▶ _Material supplied_
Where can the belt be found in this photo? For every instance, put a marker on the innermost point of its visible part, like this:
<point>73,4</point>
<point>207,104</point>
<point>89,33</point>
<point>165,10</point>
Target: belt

▶ _To do_
Swap each occurrence of "belt" in the records for "strap", and write out all the records again with nothing else changed.

▶ _Solution for this exercise_
Where can the strap be found in this photo? For every instance, put a marker on the innermost point of its visible part, like this:
<point>73,4</point>
<point>207,104</point>
<point>89,33</point>
<point>165,10</point>
Target: strap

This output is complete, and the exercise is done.